Selected excerpt
* * * * *

For the past several years, Amazon’s third business unit—AWS—was Jeff Bezos’s superstar as it dominated the cloud-computing category created and driven by AWS CEO Andy Jassy and team.
During that time, AWS was not only the high-growth revenue star within Amazon, but it also managed to be the profit engine for the entire company as it supplied Bezos with the capital and equity to expand Amazon’s core businesses widely and aggressively.
But, in the end, gravity is not just a good idea—it’s the law.
And like all high-flyers, AWS’s remarkable upward trajectory has become a bit more Earth-bound over the past several quarters. I go into more detail on that in Inside Amazon: 3 Reasons AWS Is No Longer Jeff Bezos’s Growth Engine.
There’s nothing wrong with that—it’s also what’s happening with Microsoft and every other company in the Cloud Wars Top 10.
The difference is that in almost every case, those companies are not part of a huge global corporation with a variety of other non-cloud businesses.
The only exceptions are Google, where Google Cloud remains (along with YouTube) as the primary growth engine of the parent company, and Microsoft itself.
But at Microsoft, the cloud now accounts for almost 41% of the company’s overall revenue—the highest percentage it has ever achieved. For AWS and Google Cloud, the respective slice of parent-company revenue is much smaller: in Q3, AWS made up 12% of Amazon total revenue, and Google Cloud made up less than 8% of parent Alphabet’s total quarterly revenue.

* * * * *

Record extracts

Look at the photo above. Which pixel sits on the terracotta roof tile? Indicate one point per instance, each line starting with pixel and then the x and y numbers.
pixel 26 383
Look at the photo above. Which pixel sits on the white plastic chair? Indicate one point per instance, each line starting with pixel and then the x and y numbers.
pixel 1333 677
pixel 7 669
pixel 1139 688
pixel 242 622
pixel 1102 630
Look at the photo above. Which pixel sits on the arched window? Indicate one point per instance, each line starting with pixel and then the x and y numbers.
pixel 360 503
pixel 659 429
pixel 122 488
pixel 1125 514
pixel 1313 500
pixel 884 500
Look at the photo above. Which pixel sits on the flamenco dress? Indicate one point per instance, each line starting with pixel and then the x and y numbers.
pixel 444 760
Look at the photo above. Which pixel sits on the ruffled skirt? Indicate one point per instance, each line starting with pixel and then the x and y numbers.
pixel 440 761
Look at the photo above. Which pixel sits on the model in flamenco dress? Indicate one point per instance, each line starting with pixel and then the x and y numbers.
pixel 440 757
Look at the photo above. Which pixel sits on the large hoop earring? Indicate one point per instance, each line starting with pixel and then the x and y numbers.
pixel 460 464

* * * * *

Written problem A
In the AWS excerpt, condense the paragraph beginning "But at Microsoft, the cloud now accounts" into a short bulleted list that keeps its main facts.
Written problem B
Tally the lines in the listing that contain the string "flamenco", treating case as significant, and reply with the number alone.

Problem solution A
- Microsoft: the cloud makes up almost 41% of overall revenue, the highest share it has ever reached.
- AWS: 12% of Amazon's total revenue in Q3, a much smaller share.
- Google Cloud: less than 8% of Alphabet's total quarterly revenue in Q3, also much smaller.

Problem solution B
2